(Records from a data source)
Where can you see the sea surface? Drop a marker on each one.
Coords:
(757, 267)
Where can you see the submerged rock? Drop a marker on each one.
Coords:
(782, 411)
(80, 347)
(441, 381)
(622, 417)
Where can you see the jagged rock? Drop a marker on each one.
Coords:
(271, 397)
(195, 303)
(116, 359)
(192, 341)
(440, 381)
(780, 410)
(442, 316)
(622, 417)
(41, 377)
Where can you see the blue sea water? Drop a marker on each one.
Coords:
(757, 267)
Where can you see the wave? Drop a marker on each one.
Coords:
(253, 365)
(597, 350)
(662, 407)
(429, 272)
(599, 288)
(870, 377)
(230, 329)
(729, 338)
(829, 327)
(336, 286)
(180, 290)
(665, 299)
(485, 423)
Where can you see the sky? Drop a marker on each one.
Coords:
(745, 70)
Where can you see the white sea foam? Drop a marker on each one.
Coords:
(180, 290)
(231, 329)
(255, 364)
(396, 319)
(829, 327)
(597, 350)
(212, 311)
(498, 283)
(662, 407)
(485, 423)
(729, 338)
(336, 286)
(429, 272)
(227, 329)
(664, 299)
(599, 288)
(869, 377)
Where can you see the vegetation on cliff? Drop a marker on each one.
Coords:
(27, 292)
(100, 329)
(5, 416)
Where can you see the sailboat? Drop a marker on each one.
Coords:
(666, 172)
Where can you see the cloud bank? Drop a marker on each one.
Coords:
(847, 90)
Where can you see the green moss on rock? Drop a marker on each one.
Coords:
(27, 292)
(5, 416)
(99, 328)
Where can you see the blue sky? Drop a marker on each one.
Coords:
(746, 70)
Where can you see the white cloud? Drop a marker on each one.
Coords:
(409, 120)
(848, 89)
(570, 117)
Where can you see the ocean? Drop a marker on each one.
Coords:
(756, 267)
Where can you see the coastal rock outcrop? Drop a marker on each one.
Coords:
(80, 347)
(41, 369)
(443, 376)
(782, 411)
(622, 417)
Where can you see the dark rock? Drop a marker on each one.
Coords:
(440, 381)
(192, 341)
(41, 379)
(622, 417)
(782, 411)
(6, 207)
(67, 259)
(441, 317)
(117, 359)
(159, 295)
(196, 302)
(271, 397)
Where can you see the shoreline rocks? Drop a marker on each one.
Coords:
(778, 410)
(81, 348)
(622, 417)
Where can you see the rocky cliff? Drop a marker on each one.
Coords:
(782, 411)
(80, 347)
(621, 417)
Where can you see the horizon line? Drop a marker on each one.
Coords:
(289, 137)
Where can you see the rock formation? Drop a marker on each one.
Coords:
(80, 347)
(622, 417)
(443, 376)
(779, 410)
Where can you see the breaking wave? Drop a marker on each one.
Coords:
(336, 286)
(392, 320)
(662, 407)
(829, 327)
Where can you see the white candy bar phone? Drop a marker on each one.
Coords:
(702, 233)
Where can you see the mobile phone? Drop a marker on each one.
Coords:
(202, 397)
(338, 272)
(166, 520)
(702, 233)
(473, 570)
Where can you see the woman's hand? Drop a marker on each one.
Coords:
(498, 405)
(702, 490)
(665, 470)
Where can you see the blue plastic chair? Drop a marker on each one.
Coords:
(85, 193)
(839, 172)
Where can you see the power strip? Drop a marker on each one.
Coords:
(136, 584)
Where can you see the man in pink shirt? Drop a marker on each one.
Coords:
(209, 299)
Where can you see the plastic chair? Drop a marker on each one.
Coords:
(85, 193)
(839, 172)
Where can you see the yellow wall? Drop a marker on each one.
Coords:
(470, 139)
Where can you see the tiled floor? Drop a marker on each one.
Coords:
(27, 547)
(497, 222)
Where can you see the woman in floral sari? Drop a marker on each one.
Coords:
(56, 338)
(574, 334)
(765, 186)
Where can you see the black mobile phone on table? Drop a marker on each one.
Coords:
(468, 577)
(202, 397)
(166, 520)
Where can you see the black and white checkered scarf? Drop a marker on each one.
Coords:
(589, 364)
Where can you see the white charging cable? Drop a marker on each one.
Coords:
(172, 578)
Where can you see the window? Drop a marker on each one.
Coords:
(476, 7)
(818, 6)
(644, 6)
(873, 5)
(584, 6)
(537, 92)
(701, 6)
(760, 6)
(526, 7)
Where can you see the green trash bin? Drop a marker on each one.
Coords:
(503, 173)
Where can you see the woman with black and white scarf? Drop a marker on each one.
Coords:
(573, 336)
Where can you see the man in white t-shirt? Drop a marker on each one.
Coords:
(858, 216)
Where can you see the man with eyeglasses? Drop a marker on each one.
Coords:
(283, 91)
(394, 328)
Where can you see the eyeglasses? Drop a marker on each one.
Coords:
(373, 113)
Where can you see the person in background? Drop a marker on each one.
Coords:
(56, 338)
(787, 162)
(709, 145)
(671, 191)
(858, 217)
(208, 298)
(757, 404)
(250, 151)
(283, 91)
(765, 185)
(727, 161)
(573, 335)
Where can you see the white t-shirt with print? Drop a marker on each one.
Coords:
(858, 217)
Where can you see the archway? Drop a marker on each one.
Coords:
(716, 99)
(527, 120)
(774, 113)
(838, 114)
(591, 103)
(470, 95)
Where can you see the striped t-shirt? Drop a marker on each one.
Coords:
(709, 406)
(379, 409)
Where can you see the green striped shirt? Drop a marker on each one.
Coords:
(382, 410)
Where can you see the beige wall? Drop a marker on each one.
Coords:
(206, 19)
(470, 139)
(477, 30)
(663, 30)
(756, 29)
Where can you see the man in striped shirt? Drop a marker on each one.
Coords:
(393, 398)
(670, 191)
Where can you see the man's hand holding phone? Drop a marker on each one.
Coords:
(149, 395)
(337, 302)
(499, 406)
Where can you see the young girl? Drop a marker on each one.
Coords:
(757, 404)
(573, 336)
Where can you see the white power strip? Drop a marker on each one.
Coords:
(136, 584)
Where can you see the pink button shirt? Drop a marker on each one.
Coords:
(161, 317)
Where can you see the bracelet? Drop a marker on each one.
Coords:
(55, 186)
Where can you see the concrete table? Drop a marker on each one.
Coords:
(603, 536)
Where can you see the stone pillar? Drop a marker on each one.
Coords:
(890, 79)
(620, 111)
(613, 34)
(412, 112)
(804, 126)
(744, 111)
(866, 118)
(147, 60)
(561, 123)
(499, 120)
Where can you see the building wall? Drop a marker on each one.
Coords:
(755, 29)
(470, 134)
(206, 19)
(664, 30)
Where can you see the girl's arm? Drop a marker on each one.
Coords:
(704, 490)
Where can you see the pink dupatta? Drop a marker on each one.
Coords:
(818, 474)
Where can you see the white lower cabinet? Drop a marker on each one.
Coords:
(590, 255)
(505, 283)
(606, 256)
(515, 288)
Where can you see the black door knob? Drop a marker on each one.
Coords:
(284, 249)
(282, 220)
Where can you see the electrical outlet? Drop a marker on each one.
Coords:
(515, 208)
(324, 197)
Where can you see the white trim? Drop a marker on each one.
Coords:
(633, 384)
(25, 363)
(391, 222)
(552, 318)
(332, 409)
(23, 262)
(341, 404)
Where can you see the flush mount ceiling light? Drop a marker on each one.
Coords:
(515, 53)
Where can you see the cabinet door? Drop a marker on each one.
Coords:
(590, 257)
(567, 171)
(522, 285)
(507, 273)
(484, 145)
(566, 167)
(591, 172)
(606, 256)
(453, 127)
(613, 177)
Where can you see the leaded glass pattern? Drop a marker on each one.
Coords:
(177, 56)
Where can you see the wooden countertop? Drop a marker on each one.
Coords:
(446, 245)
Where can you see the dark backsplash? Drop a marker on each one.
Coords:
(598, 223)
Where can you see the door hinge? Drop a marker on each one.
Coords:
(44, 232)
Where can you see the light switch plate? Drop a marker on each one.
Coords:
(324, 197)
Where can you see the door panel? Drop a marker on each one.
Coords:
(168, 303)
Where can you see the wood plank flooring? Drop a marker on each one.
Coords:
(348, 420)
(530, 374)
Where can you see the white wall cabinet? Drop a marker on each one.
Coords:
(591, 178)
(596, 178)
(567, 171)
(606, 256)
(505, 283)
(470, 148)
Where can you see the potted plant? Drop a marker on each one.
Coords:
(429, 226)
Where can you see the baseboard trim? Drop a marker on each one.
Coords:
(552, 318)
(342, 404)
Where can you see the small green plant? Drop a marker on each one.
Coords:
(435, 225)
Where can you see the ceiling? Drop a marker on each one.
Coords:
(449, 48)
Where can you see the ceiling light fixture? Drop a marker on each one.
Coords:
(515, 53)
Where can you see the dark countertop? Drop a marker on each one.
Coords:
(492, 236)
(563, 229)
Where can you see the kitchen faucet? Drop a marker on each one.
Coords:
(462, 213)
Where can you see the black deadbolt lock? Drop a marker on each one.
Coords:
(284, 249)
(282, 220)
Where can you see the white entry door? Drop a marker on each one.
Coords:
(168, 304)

Exercise prompt: Please, from the entries above, set down exactly the lines from the one containing "Where can you see the sailboat?" through the one containing "Where can you see the green moss", and only those.

Solution:
Where can you see the sailboat? Drop a marker on each one.
Coords:
(666, 172)
Where can you see the cloud bank? Drop a marker on each one.
Coords:
(847, 90)
Where can you see the green moss on rock? Drop a marker on each one.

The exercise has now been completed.